### WORK TO COMPLETE
a: In the winter bike commuting thread, how long was Miss M's shortest commute?
b: Extend the forum thread on winter bike commuting, starting right after its final sentence.

It is all about the conditions. Smooth ice was great with the studded tires and 10-12mph was no problem at all. But you get some daytime melting, runners and walkers messing up the surface, piles of snow plowed into your route and 6mph can be tough.

My shortest commute distance was 3 miles, Miss M's was 7. We rarely rode that little, 20-30 miles was more like it (riding in the snow and ice is fun!). Neither of us had jobs that we couldn't show up late if the conditions were bad (in fact in bad conditions we were usually the first in the office), I don't know how it is where you work.

Still I believe a bike with studded tires is a must for year 'round commuting. If you have lots of fender clearance to that would be a great bonus. We rode MTBs because that is what we already owned and most years we only needed the studded tires a few times. If we were somewhere that had lots of ice we might have bought something special but I am a big fan of using what you already have.


----------



## Argentius (Aug 26, 2004)

Thanks JP -- I am okay with singles - indeed I rode fixed only for a full winter training season, though my knees were upset about it -- but, I suspect that gears might be a plus for maintaining traction up my hill.

As it is, last week a couple of those "winter mix" days I had to sit-and-spin -- my typical out of the saddle, big ring climbamashing was spinning the tire too much on the broken concrete surface! 

I should be able to source studed tires fairly easily, but I do not have a frame that will accomodate them yet, so I'm working on whether this should be a road / touring frame, or an MTB. 

It sounds like the drop-bar / road might be a good way to go. I think I'll have access to both, I'll bug some people last week.

A fellow in my company mentioned to me something about wanting me to be able to continue to represent the brand over the winter riding season, and he has the power to make this happen, so, I am hopeful I'll be able to work something out soon.

### MATERIAL PROVIDED
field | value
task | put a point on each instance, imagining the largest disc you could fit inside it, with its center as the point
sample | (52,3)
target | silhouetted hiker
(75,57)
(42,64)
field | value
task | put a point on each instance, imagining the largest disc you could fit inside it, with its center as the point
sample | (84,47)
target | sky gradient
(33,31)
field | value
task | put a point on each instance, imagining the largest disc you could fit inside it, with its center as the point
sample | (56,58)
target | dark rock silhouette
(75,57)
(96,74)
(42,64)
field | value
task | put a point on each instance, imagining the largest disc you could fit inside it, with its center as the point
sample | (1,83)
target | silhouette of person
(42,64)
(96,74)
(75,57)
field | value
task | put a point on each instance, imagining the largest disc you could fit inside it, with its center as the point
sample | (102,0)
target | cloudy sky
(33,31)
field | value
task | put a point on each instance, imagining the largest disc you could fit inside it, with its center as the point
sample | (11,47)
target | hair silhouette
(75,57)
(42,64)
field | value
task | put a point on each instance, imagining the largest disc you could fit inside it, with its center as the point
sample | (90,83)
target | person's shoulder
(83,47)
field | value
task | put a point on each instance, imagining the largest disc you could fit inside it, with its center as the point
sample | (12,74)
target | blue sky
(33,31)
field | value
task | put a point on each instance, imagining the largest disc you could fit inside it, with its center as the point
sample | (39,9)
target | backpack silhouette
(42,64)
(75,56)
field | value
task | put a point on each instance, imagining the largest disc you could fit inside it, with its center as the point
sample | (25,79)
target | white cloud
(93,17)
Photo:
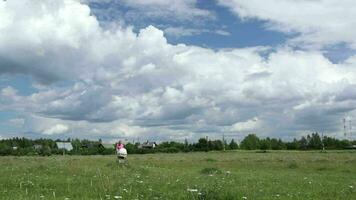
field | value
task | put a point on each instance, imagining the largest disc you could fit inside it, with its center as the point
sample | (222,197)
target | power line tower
(344,121)
(230,135)
(350,129)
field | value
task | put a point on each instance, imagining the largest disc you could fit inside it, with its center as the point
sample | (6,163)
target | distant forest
(46,147)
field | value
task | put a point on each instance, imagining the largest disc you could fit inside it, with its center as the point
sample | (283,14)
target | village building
(64,145)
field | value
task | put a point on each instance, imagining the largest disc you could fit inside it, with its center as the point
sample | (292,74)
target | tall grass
(212,175)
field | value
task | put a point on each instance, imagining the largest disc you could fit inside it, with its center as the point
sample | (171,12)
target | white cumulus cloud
(317,23)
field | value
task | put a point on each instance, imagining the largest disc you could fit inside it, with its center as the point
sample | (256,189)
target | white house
(64,145)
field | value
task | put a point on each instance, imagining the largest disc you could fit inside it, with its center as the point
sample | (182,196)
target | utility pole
(344,121)
(350,132)
(224,141)
(322,141)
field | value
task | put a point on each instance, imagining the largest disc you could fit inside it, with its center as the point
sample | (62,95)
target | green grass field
(213,175)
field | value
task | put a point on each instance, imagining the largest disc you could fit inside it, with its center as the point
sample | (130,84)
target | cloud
(139,10)
(57,129)
(181,31)
(315,24)
(115,82)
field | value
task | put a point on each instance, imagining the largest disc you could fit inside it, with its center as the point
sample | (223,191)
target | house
(147,145)
(107,145)
(64,145)
(37,146)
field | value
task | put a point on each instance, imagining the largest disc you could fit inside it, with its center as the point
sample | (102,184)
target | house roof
(108,145)
(64,145)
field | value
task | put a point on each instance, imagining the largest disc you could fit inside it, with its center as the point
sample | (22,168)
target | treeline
(310,142)
(45,147)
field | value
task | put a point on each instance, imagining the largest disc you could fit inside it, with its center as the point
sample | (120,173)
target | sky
(176,69)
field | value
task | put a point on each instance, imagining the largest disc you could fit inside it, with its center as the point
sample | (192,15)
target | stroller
(121,155)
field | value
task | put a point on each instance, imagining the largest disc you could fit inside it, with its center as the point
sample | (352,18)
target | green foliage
(250,142)
(26,147)
(233,175)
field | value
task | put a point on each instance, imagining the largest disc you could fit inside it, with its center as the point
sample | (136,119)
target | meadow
(210,175)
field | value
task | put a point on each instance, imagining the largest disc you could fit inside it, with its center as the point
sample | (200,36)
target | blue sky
(170,70)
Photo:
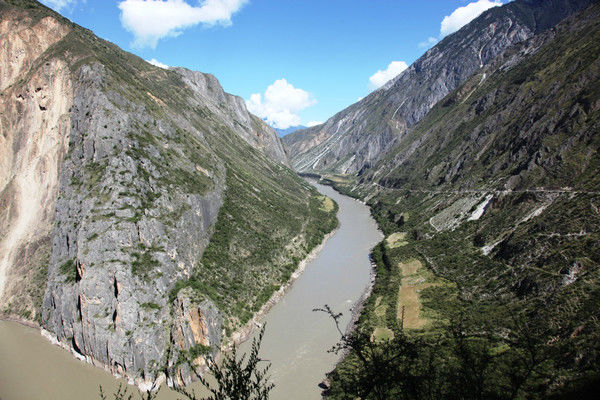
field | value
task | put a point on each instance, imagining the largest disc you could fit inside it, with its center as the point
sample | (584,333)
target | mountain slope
(357,136)
(490,207)
(145,213)
(291,129)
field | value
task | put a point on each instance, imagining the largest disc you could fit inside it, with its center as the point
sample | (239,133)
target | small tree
(237,379)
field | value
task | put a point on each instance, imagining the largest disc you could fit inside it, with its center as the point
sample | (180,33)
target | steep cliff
(490,207)
(120,182)
(359,135)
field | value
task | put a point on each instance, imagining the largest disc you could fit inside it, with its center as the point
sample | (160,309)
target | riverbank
(243,334)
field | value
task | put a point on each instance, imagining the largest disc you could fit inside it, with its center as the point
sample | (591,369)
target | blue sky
(293,61)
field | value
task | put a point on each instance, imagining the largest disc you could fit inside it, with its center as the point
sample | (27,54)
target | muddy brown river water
(296,338)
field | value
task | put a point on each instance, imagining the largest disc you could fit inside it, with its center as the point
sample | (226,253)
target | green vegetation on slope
(514,311)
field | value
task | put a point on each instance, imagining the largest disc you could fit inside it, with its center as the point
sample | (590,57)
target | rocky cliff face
(114,174)
(359,135)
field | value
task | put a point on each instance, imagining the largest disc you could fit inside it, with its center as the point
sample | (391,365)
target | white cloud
(463,15)
(157,63)
(58,5)
(152,20)
(428,43)
(280,104)
(379,78)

### ANSWER LIST
a: 7 miles

b:
As for speed -- I was one of the first to arrive today, but I took the early train, and jogged the 5 miles between the train station and the office. 5 miles of jogging in the snow with a backpack isn't something I want to make a habit of!


----------



## cparrish (Jun 21, 2010)

I dunno I'm out in Kirkland and just switched to my mountain bike for the week 2.3 inch kenda Nevegal in the front and 2.1 inch Panaracer fire xc in the back and its worked fine, rolls through any snow and haven't really had trouble with traction on the ice. It does add about half an hour to my normal 1.5 hour round trip commute. Its pretty rare I break it out for this though maybe 1-2 weeks of the year studs seem like overkill.


----------



## StageHand (Dec 27, 2002)

The Sojourn without the fenders will handle studded tires.

For the 700c studded tires, figure you need clearance for about 40mm tires, which that should have without the fenders.

If you want to build something up, the Surly Cross Check and Long Haul Trucker have clearance for 45c tires. Soma Double cross is a little smaller, but still should clear the studs (and comes disc compatible).

I have three bikes, a mountain bike, a fixed gear and a cross bike. Of the three, the cross bike is the one I commute on and change around the most. Never with studs, since I really only need them a few days a year, and if the ice is hard, usually a plain mountain bike does well enough (be careful with weight distribution, though).

Here's the question: How specific a bike do you want this to be? and for what conditions/range of conditions?


----------



## MTT (Oct 14, 2005)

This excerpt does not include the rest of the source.